■ What the exercise asks ■
Pick out the lines below with "sample" and list them.

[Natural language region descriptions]
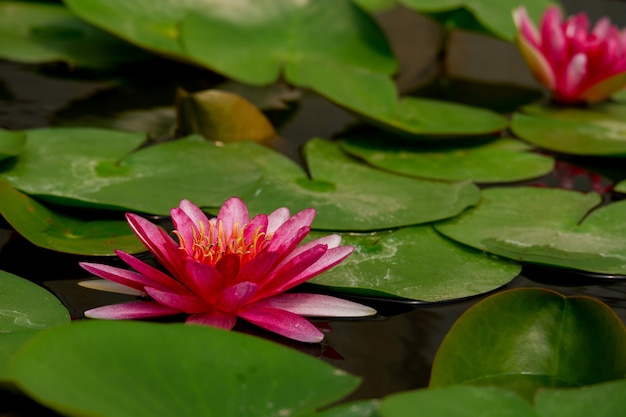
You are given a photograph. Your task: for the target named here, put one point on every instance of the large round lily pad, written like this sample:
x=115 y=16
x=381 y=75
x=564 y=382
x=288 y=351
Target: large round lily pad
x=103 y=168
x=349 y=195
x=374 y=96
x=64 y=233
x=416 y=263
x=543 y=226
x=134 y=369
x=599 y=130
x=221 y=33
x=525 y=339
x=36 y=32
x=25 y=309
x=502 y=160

* * *

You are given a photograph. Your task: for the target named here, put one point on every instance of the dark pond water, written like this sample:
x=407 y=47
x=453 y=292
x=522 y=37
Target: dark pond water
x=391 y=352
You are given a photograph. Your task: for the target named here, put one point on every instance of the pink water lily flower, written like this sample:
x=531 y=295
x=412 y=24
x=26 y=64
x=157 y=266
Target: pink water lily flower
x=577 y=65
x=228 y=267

---

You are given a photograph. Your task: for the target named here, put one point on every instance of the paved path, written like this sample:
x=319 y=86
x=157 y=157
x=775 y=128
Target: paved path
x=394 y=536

■ Exercise result ■
You are given a photograph. Your task: for the target named here, put one point on every instance of the large round lily pad, written like this sample:
You are given a photograph. Your task: for the target named here, put one point on every instance of the dark pond water, written like this sample:
You are given a photograph. Your task: for the target named here, put one point on every instance of the pink water lily flower, written like this sample:
You are given a photograph. Your task: for the target named here, put one point on every instance of the paved path, written like this sample:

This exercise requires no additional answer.